**ARTICLE:**
────────────────────

This article explains how to design and run classification algorithms on the well-known Weka platform—the open source machine learning software that can be accessed through a GUI, terminal, or a Java API. It is aimed at students, faculty members and researchers interested in machine learning.
Machine learning algorithms possess the capabilities of self-learning and improvisation without explicitly being programmed, and have been getting very popular in recent years. Supervised learning is one of the machine learning tasks by which algorithms usually learn with labelled data. Classification is one of the supervised learning tasks which learns from labelled data and predicts the categorical class labels. There are many tools and libraries available for experimenting with machine learning algorithms on various types of data sets. One of the most popular among these is Weka, which was developed at the University of Waikato, New Zealand.

────────────────────

**STORED DATA:**
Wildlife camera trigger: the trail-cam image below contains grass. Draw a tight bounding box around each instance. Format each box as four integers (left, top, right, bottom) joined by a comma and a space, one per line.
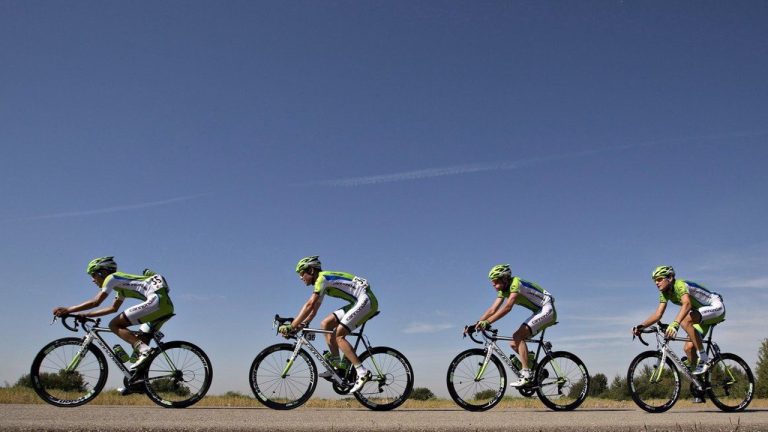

────────────────────

**LIST OF TASKS:**
1 – According to the Weka article, at which institution was Weka developed?
2 – Extract the passage of the Weka article from "Machine learning algorithms possess" up to and including "Waikato, New Zealand.".
3 – Write the next part of the article on running classification algorithms in Weka, starting after its final sentence.

**REPLIES:**
1 – Weka was developed at the University of Waikato, New Zealand.

2 –
Machine learning algorithms possess the capabilities of self-learning and improvisation without explicitly being programmed, and have been getting very popular in recent years. Supervised learning is one of the machine learning tasks by which algorithms usually learn with labelled data. Classification is one of the supervised learning tasks which learns from labelled data and predicts the categorical class labels. There are many tools and libraries available for experimenting with machine learning algorithms on various types of data sets. One of the most popular among these is Weka, which was developed at the University of Waikato, New Zealand.

3 –
Weka contains many tools. It is open source software built in Java and offers functions for data visualisation, preprocessing, regression, clustering, classification and association rules. Here we will discuss some well-known algorithms offered by Weka. Shown below is a step-by-step illustration of how classification is performed on an available data set.
- Download Weka from https://waikato.github.io/weka-wiki/downloading_weka/ and complete the installation process as per the given guidelines.
- After successful installation, start the Weka GUI. It offers four options to work with, as described in Figure 1.
- Select the tab named ‘Explorer’ on the GUI. It will open the Explorer window, which provides many options but first asks you to choose the data set for preprocessing.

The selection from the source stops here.